**SHORT TASK:**
Render the records below as a two-column CSV with the header text,answer, giving one row per record. Place the record's text in the first field and its answer in the second, enclosing each field in quotes and replacing every line break with a space.

**RECORD EXTRACTS:**
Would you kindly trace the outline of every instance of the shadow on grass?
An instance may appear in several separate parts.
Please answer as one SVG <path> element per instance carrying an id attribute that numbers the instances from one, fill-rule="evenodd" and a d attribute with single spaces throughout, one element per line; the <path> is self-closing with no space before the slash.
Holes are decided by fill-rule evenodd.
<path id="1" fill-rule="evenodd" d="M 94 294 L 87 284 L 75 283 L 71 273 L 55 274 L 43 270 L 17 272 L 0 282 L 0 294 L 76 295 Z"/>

**ANSWER IN FULL:**
text,answer
"Would you kindly trace the outline of every instance of the shadow on grass? An instance may appear in several separate parts. Please answer as one SVG <path> element per instance carrying an id attribute that numbers the instances from one, fill-rule=""evenodd"" and a d attribute with single spaces throughout, one element per line; the <path> is self-closing with no space before the slash. Holes are decided by fill-rule evenodd.","<path id=""1"" fill-rule=""evenodd"" d=""M 94 294 L 87 284 L 75 283 L 71 273 L 55 274 L 43 270 L 17 272 L 0 282 L 0 294 L 76 295 Z""/>"